» **TO DO**
From the article about Maigu below, copy the passage between "Maigu: The Niger" and "the community’s women.", inclusive, word for word.

» **TEXT EXTRACT**

·····

Maigu: The Niger State Community Where Terrorists Camp, Rape, Launch Deadly Attacks
The terrorists, who would later align with Boko Haram, use Maigu in the Shiroro area of North-central Nigeria as a route for launching attacks on other settlements, and as a rest point where they collect taxes and rape the community’s women.
Pastor Dogo, 45, is never returning to Maigu in the Shiroro Local Government Area (LGA) of Niger State, Northwest Nigeria, for certain reasons: one is the haunting fear he experienced as he hid on a hill when terrorists passed through; then there is the enforced tax on the community where they are made to pay a certain amount of money to be left alone. And the third, the memory of how girls and women were sexually assaulted, particularly the case of a married woman gang-raped by the same three people on two occasions.
A major route
Once, in 2016, Dogo was part of an evangelism team that visited Maigu. Then, terrorists, once referred to as cattle rustlers and later bandits, made off with one man’s cattle. When the owner confronted them, they killed him.
Little did he know fate would demand he relocates to the area as its people’s local pastor three years later. At that time, cattle rustling appeared to be the sole mission of the terrorists, but in 2020 things became worse.
“We began to hear news of killings in other places,” Dogo says. “They only used to pass our village in 2020.”

·····

» **RECORD EXCERPTS**
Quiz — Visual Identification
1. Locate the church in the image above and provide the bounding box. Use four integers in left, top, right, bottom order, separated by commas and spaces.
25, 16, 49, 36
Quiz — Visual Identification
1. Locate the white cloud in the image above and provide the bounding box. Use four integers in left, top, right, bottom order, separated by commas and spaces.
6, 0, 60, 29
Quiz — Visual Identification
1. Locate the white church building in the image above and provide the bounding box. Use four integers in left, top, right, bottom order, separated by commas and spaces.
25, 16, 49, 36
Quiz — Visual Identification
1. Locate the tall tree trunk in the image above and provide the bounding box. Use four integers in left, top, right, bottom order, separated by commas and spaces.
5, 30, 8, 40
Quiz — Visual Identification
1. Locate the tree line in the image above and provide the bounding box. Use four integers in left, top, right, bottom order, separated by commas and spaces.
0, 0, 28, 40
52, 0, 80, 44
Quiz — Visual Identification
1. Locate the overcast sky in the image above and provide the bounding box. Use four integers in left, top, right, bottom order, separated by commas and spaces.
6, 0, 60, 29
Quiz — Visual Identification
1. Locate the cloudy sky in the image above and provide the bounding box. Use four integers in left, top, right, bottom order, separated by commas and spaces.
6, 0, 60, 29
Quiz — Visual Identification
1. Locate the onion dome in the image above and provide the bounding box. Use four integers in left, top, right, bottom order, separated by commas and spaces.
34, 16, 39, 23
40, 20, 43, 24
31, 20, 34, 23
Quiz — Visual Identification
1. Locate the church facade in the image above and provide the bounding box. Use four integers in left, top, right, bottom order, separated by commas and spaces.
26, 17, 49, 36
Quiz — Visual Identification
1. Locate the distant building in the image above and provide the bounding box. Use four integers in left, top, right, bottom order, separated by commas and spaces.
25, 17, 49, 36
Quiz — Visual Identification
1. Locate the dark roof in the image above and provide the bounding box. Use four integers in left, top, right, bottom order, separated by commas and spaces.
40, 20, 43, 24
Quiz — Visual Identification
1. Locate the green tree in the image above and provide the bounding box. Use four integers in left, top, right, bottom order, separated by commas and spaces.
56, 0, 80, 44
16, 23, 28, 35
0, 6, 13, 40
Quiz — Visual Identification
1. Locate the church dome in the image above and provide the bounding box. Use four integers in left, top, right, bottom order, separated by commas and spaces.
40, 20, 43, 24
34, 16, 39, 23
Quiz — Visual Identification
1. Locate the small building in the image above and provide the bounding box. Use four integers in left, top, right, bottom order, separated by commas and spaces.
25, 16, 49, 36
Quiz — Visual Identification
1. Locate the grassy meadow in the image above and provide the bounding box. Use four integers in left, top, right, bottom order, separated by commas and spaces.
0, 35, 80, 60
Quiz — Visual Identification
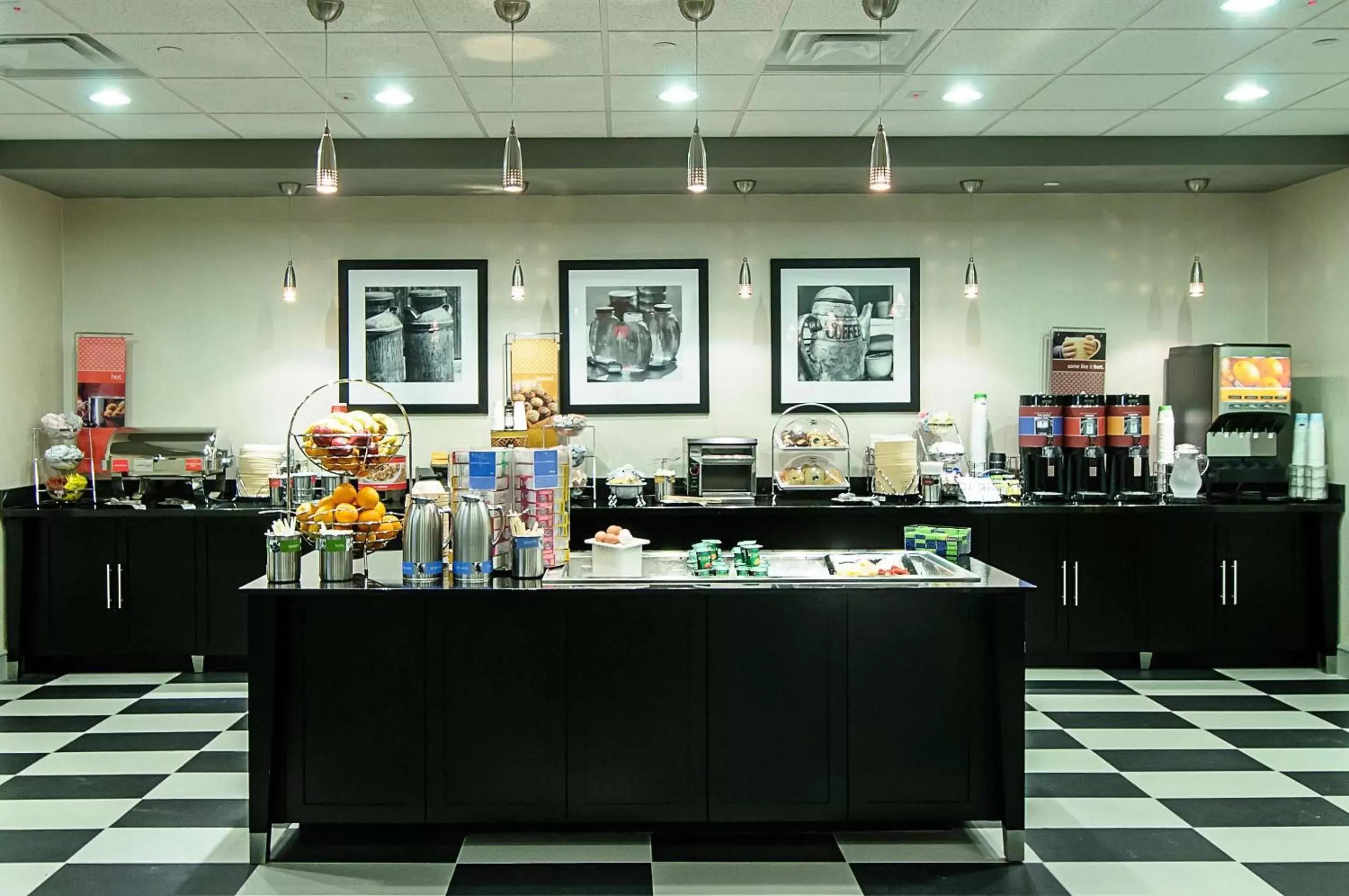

·····

» **RESPONSE**
Maigu: The Niger State Community Where Terrorists Camp, Rape, Launch Deadly Attacks
The terrorists, who would later align with Boko Haram, use Maigu in the Shiroro area of North-central Nigeria as a route for launching attacks on other settlements, and as a rest point where they collect taxes and rape the community’s women.